### WRITTEN TASK
Rewrite each of the items below, substituting "outlines" for every occurrence of "masks" and leaving all other text unchanged.

### DATA SECTION
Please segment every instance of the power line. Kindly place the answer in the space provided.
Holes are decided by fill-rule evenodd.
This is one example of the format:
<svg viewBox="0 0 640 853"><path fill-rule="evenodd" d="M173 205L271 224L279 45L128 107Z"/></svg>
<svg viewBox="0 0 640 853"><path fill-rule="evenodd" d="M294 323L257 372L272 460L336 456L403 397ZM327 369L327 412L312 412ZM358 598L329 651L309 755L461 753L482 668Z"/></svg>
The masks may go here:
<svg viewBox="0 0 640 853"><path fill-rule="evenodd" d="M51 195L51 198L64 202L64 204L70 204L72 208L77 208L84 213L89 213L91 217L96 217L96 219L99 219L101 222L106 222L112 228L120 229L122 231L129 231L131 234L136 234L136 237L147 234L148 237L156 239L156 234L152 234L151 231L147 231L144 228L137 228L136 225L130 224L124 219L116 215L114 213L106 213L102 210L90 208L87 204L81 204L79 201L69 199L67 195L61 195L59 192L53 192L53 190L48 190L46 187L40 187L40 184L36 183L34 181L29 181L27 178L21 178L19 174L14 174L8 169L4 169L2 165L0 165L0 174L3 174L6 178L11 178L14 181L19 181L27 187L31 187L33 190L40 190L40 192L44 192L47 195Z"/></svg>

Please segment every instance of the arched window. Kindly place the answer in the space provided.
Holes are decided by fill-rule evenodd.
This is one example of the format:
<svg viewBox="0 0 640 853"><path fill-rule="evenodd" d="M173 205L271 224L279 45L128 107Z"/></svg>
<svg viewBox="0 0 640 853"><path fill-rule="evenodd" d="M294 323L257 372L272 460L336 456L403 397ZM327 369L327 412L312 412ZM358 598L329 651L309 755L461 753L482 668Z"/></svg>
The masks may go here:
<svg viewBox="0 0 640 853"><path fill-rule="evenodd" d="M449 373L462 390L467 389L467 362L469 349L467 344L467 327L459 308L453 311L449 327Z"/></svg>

### WRITTEN ANSWER
Please segment every instance of the power line. Kindly place the answer in the space provided.
Holes are decided by fill-rule evenodd.
This is one example of the format:
<svg viewBox="0 0 640 853"><path fill-rule="evenodd" d="M173 205L271 224L279 45L128 107Z"/></svg>
<svg viewBox="0 0 640 853"><path fill-rule="evenodd" d="M294 323L257 372L272 460L336 456L403 397ZM327 369L327 412L312 412ZM358 598L329 651L309 755L461 753L482 668Z"/></svg>
The outlines may go here:
<svg viewBox="0 0 640 853"><path fill-rule="evenodd" d="M51 195L51 198L64 202L64 204L70 204L72 208L77 208L84 213L89 213L91 217L96 217L96 219L99 219L101 222L106 222L112 228L120 229L122 231L129 231L131 234L136 234L136 237L147 234L148 237L156 239L156 234L152 234L151 231L147 231L144 228L137 228L136 225L130 224L124 219L116 215L114 213L106 213L102 210L90 208L87 204L81 204L79 201L69 199L67 195L61 195L59 192L53 192L53 190L48 190L46 187L40 187L40 184L36 183L34 181L29 181L27 178L21 178L19 174L14 174L8 169L4 169L2 165L0 165L0 174L3 174L6 178L11 178L14 181L19 181L27 187L31 187L33 190L40 190L40 192L44 192L47 195Z"/></svg>

Please segment every instance of the arched window. Kindly place the answer in the space provided.
Holes are decided by fill-rule evenodd.
This is one example of the format:
<svg viewBox="0 0 640 853"><path fill-rule="evenodd" d="M173 205L271 224L279 45L128 107Z"/></svg>
<svg viewBox="0 0 640 853"><path fill-rule="evenodd" d="M294 323L257 372L272 460L336 456L403 397ZM327 369L327 412L312 412ZM358 598L329 651L309 755L461 753L482 668Z"/></svg>
The outlines may go here:
<svg viewBox="0 0 640 853"><path fill-rule="evenodd" d="M449 373L462 390L467 389L467 362L469 349L467 344L467 327L459 308L453 311L449 327Z"/></svg>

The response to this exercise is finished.